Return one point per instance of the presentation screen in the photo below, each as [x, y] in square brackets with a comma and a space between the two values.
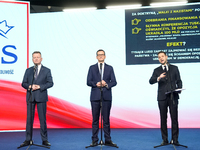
[174, 30]
[131, 39]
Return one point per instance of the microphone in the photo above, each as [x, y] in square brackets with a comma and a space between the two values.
[100, 66]
[35, 67]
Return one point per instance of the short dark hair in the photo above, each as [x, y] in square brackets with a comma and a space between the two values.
[162, 52]
[36, 52]
[101, 50]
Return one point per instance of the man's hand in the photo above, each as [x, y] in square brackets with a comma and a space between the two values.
[35, 87]
[102, 82]
[162, 75]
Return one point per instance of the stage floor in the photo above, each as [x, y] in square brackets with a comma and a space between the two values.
[126, 139]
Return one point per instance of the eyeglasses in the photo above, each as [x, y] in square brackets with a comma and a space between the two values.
[100, 54]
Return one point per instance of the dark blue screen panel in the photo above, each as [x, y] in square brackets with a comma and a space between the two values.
[175, 30]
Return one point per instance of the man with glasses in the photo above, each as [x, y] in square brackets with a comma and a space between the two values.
[101, 77]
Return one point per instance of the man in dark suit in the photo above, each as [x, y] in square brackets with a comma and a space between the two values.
[168, 78]
[98, 82]
[36, 81]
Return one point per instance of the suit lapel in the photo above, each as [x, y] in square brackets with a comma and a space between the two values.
[97, 71]
[40, 72]
[105, 70]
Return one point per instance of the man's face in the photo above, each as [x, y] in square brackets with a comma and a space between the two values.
[101, 56]
[37, 59]
[162, 58]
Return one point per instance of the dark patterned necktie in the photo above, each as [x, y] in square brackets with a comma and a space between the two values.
[36, 73]
[165, 69]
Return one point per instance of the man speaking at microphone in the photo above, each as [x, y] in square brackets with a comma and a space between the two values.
[36, 81]
[168, 78]
[98, 83]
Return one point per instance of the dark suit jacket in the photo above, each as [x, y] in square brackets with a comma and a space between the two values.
[164, 83]
[44, 79]
[94, 77]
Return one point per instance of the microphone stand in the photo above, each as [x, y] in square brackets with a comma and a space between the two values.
[31, 116]
[172, 99]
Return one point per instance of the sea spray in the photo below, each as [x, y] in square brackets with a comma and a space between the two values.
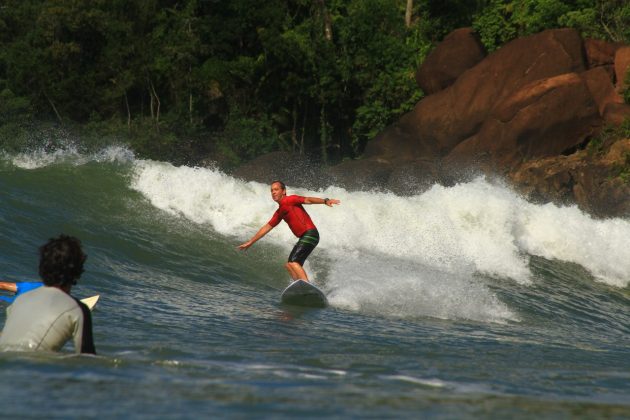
[474, 227]
[67, 154]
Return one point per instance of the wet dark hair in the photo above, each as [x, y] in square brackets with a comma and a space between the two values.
[61, 261]
[284, 187]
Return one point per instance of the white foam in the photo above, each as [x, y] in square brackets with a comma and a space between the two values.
[69, 154]
[406, 256]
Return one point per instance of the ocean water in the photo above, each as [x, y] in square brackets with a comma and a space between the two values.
[460, 302]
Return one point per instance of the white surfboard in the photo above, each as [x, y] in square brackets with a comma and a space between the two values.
[303, 293]
[91, 301]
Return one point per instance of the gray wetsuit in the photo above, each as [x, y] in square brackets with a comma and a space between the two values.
[44, 320]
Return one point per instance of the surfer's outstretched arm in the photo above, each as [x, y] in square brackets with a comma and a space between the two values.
[316, 200]
[261, 232]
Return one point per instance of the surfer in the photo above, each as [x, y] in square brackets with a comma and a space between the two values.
[45, 318]
[291, 211]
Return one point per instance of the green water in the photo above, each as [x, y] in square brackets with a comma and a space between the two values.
[461, 302]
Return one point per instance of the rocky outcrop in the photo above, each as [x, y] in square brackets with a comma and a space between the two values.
[459, 51]
[592, 178]
[526, 112]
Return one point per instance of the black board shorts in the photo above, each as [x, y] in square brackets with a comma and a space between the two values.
[305, 245]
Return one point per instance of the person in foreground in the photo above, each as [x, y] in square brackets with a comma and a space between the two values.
[45, 318]
[18, 288]
[291, 211]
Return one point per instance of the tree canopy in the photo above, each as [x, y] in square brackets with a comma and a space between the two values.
[233, 79]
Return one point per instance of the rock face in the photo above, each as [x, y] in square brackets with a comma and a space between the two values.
[459, 51]
[526, 112]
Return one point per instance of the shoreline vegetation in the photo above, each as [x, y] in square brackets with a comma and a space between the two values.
[196, 81]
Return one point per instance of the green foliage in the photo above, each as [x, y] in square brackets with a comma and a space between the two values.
[244, 138]
[505, 20]
[182, 79]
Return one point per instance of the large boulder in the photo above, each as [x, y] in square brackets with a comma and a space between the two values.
[622, 65]
[459, 51]
[601, 54]
[592, 180]
[601, 87]
[548, 117]
[441, 121]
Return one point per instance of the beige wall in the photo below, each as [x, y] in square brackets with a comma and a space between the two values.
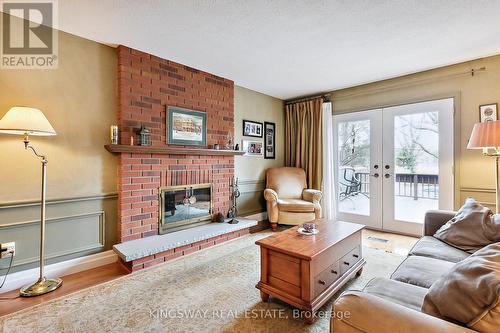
[250, 170]
[79, 99]
[475, 173]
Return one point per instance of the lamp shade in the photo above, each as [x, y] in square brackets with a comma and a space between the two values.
[485, 135]
[23, 120]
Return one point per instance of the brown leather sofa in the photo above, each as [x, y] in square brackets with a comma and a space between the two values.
[288, 199]
[394, 305]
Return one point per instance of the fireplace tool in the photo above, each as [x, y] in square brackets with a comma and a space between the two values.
[235, 193]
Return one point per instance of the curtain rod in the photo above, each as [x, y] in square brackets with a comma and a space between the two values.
[308, 98]
[470, 72]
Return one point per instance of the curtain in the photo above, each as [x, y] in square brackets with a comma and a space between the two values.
[304, 139]
[328, 202]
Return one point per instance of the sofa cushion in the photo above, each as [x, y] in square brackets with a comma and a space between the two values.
[398, 292]
[429, 246]
[473, 227]
[470, 292]
[421, 271]
[295, 205]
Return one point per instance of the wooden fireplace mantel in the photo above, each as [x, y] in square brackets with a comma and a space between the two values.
[117, 149]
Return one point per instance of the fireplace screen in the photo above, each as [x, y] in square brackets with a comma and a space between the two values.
[184, 206]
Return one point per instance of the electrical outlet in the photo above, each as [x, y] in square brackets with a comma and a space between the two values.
[6, 248]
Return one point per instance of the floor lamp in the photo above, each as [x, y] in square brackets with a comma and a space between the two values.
[486, 136]
[32, 122]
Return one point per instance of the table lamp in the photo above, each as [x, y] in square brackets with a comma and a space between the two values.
[32, 122]
[486, 136]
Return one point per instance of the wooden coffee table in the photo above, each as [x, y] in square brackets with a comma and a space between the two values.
[306, 270]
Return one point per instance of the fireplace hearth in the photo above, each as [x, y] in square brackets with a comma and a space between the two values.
[184, 206]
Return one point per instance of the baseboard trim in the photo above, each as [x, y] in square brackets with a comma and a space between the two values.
[19, 279]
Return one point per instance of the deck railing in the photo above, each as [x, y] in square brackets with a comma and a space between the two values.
[407, 185]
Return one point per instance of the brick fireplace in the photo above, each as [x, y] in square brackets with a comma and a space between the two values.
[147, 85]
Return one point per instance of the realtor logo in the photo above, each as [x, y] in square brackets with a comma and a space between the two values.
[29, 34]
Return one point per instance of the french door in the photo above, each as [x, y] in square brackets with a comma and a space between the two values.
[394, 164]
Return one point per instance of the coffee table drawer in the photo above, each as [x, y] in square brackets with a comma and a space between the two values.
[350, 259]
[324, 279]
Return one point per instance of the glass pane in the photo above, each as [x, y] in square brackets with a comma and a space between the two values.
[416, 160]
[354, 167]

- **EXERCISE**
Please copy every entry exactly, without the pictures.

- **RESULT OF THE TASK**
Return one point per instance of the presentation screen in the photo below, each as [x, y] in square brackets with a comma and a space between the two values.
[174, 30]
[131, 39]
Return one point per instance of the microphone in the photo above, each as [x, y] in square brackets with a comma and a space between the two values.
[100, 66]
[35, 67]
Return one point per instance of the short dark hair in the photo above, each as [x, y] in square brackets with a comma and a space between the two values.
[162, 52]
[36, 52]
[101, 50]
Return one point per instance of the man's hand in the photo above, each as [x, y] in square brackets with a comma and a space between the two values.
[35, 87]
[102, 82]
[162, 75]
Return one point per instance of the stage floor in the photo above, each as [x, y] in square brackets with a comma and a space between the two values.
[126, 139]
Return one point per instance of the eyeglasses in the photo above, each as [x, y] in square brackets with a comma and a space between the two values.
[100, 54]
Return one point per instance of the dark blue screen panel in the photo above, each as [x, y] in square brackets with a comma and a space between the two values.
[175, 30]
Return one point per instance of the man with glasses in the photo above, each as [x, y] in square brackets with a comma and a space between the two values.
[101, 77]
Return one point per instance of the man in dark suit in the photo above, each as [x, y] in square brackets with a comma and a space between the two values.
[168, 78]
[98, 82]
[36, 81]
Return one point per instance of the suit lapel in the photo above, each as [x, y] in square brackets with a comma and a space between the two values.
[97, 71]
[40, 72]
[105, 70]
Return one point per instance of the man's face in the photo above, each as [x, y] in square brackets with a comma and a space between the two values.
[101, 56]
[37, 59]
[162, 58]
Return one point per instance of the dark patterned necktie in the photo above, each as [x, y] in square brackets with a comma and a space between the two values.
[36, 73]
[165, 69]
Return one point per instance of the man speaking at microphone in the photo above, each as [x, y] in square brackets with a comma and a space between the two values.
[36, 81]
[168, 78]
[98, 83]
Return one point per instance of the dark suit jacket in the photo above, each as [x, y] in square brackets with a comma and a space between the two values.
[164, 83]
[44, 79]
[94, 77]
Return one point per instance of the microphone stand in the photo above, each as [x, y] in square brackets with a comma and a space between the two values.
[31, 116]
[172, 99]
Return one point per instance of the sea spray in the photo below, each as [x, y] in square brackets with a comma and a space between the two values.
[474, 227]
[67, 154]
Return one point per instance of the wet dark hair in the photo above, each as [x, y] in square brackets with a comma and a space between the two values.
[61, 261]
[284, 187]
Return one point per instance of the white foam in the photo above, each as [x, y] in square brackets with a comma and a space between the two values.
[69, 154]
[406, 256]
Return one point per instance of the ocean water in the photo above, each as [x, y] in square brackets with a comma and a space between the two values.
[460, 302]
Return one point per instance of the white surfboard in the photo above, each as [x, y] in square brackets with a comma and a space between the two values.
[303, 293]
[91, 301]
Return one point per instance of the gray wetsuit in the photo above, each as [x, y] in square brackets with a comma and a space between the two values.
[44, 320]
Return one point per instance of the surfer's outstretched arm in the photo above, each as [x, y] in square brackets with a comma and a space between the two values.
[316, 200]
[261, 232]
Return one point per instance of the surfer in the photo above, each as [x, y] in square brackets with a comma and a space between the two values.
[45, 318]
[291, 211]
Return one point per instance of the green water in the photo above, each as [x, y] in square brackets with a comma and a space between the two values.
[461, 302]
Return one point per instance of the rocky outcrop in the photo above, each as [x, y] in square brackets with a comma and a space between the two values.
[459, 51]
[592, 178]
[526, 112]
Return one point per instance of the black board shorts in the photo above, each as [x, y] in square brackets with a comma and a space between the two values.
[305, 245]
Return one point per instance of the person in foreground in the photo above, each as [x, y] in square brackets with a comma and a space between the two values.
[45, 318]
[18, 288]
[291, 211]
Return one point per instance of the tree canopy in the photo above, each as [x, y] in square brackets with a comma and a space between the two values.
[233, 79]
Return one point per instance of the rock face in the photo above, each as [x, y] in square brackets with a comma and a space between the two values.
[459, 51]
[526, 112]
Return one point per instance of the shoreline vegetation in the photo above, each as [x, y] in square brackets with a comma and a space between the two values.
[196, 81]
Return one point per instance of the green foliage in the photo above, each as [x, y] in square brackets with a comma and a space between the two values.
[244, 138]
[505, 20]
[182, 79]
Return one point per instance of the large boulder in the photo above, each as [x, y] in square brackets with a comma and a space between the two values.
[622, 65]
[459, 51]
[601, 54]
[592, 180]
[601, 87]
[548, 117]
[441, 121]
Return one point per instance of the beige wall in the photo below, each as [x, y] in square brackets with a comma and a space between the two values.
[250, 170]
[79, 99]
[475, 173]
Return one point per instance of the lamp shade in the photo above, each as [x, y] in square brackets with a comma and a space between the two values.
[485, 135]
[23, 120]
Return one point per instance of the brown leather sofa in the photo above, each as [x, y] in square brackets with a comma and a space between the two values.
[288, 199]
[394, 305]
Return one point per instance of the fireplace tool in the photo above, each as [x, y] in square brackets with a comma and a space between the two values.
[235, 193]
Return one point per instance of the curtain rod in the photo above, each as [x, y] in square brackets with a comma and a space between the two values.
[308, 98]
[470, 72]
Return one point per instance of the curtain in the photo above, each as [x, y] in square brackets with a comma and a space between the two values.
[304, 139]
[328, 202]
Return one point per instance of the sofa cushion in the photo above, each as [x, y] in square brackets with a comma and a space between the two values.
[398, 292]
[429, 246]
[473, 227]
[470, 292]
[421, 271]
[295, 205]
Return one point per instance of the wooden fireplace mantel in the photo above, each as [x, y] in square brackets with a comma and a space between the two values.
[117, 149]
Return one point per instance of the fireplace screen in the photo above, each as [x, y] in square brackets with a comma and a space between the two values.
[184, 206]
Return one point per instance of the electrical outlet in the photo above, each as [x, y] in square brackets with a comma and a space between the two values.
[6, 248]
Return one point per instance of the floor lamp in the photo above, each as [x, y] in square brackets with a comma and a space between the two values.
[486, 136]
[32, 122]
Return one point per instance of the table lamp in the photo above, each as [x, y] in square brackets with a comma and a space between the two values.
[32, 122]
[486, 136]
Return one point per instance of the wooden coffee table in the photo above, each as [x, y] in square brackets with a comma and a space between the two values.
[306, 270]
Return one point per instance of the fireplace hearth in the photo above, each as [x, y] in square brackets with a comma and a space between the two values.
[184, 206]
Return one point per instance of the baseboard trim in the photo above, each as [x, y] in square brackets with a comma and a space between the two values.
[19, 279]
Return one point per instance of the deck railing in the photo above, each as [x, y] in square brackets with a comma and a space between the two values.
[407, 185]
Return one point per instance of the brick fireplace in the photo above, each as [x, y] in square brackets with a comma and a space between the two values.
[147, 85]
Return one point per instance of the realtor logo in the photo above, each as [x, y] in square brackets with a comma and a space between the two values.
[29, 34]
Return one point per instance of the french door in the photo above, each as [x, y] in square brackets with a comma and a space between the two values.
[394, 164]
Return one point per instance of the coffee table drawer in the photo above, each as [x, y] in square brackets with a comma and a space between the two values.
[350, 259]
[324, 279]
Return one point per instance of the glass pane in the photo above, each as [x, y] in square brackets with a comma and a space between the two values.
[416, 160]
[354, 167]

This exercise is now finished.